▸ MATERIAL SHOWN:

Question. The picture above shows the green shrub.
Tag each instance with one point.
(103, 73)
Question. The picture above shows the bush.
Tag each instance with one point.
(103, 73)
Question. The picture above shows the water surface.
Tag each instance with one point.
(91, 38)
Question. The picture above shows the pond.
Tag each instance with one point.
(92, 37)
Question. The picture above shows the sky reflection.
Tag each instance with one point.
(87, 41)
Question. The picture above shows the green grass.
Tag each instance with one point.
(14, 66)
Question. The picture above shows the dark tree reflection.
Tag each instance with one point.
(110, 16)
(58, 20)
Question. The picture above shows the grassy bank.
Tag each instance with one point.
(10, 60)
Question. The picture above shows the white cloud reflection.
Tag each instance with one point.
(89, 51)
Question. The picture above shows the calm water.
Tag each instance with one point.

▸ EXERCISE DETAILS:
Transcribe each record exactly. Leave nothing out.

▸ FULL SOLUTION:
Question. The picture above shows the green shrub.
Tag each instance with one point.
(103, 73)
Question. The picture above shows the bush.
Tag each instance with one point.
(103, 73)
Question. The picture above shows the water surface.
Tag each instance with one point.
(91, 38)
Question. The picture above shows the pond.
Tag each instance with one point.
(92, 37)
Question. The picture above shows the sky reflection.
Tag each instance with one point.
(87, 41)
Question. The picture above shows the green grass.
Tag each instance with one point.
(14, 66)
Question. The picture above shows the dark tree reflection.
Tag each instance with one point.
(110, 16)
(58, 20)
Question. The picture above shows the grassy bank.
Tag each instance with one point.
(10, 60)
Question. The picture above shows the white cloud reflection.
Tag each instance with one point.
(89, 51)
Question. The picture above shows the calm water.
Tag each instance with one point.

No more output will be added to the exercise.